■ SELECTED EXCERPT ■
┏━━

Ok. Here is what I have found out so far. You can replace the config.guess and config.sub with the ones that are in /usr/libexec/  (they are both in there) At least on my system, and I have OSX + Dev Tools (these are the real dev tools since I am an ADC member)

that deals with all the hostname problems.

then for the "ps pid" problems. I am not sure why the test doesn't work correctly. But, in the ~mysql/configure script, edit the file and change it to have the following (just search for the # Linux style)


# lame darwin style. not sure why
if $PS p $$ 2> /dev/null | grep sh > /dev/null
then
  FIND_PROC="$PS p \$\$PID | grep mysqld > /dev/null"
# Linux style
elif $PS p $$ 2> /dev/null | grep $0 > /dev/null

All I know about this one, is that $$ returns the correct PID, but $0 returns "./configure" which seems right. But in the process list, the PID is listed as just "sh".

Then, be sure to type ./configure --with-named-curses-libs=""

┗━━

■ YOUR OBJECTIVE ■
Reproduce the forum post about the MySQL configure script word for word, starting at the words "Ok. Here is" and stopping after "# Linux style)".

(Contour annotation records)
┏━━

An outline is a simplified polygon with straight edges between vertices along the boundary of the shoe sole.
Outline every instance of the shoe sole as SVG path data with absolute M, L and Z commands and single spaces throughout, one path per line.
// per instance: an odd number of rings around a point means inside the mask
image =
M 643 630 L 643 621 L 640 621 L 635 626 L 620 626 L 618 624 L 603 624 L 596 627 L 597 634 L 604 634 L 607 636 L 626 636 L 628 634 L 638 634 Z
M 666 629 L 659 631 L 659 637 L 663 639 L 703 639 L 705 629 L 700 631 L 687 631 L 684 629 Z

┗━━

■ EXERCISE ANSWER ■
Ok. Here is what I have found out so far. You can replace the config.guess and config.sub with the ones that are in /usr/libexec/  (they are both in there) At least on my system, and I have OSX + Dev Tools (these are the real dev tools since I am an ADC member)

that deals with all the hostname problems.

then for the "ps pid" problems. I am not sure why the test doesn't work correctly. But, in the ~mysql/configure script, edit the file and change it to have the following (just search for the # Linux style)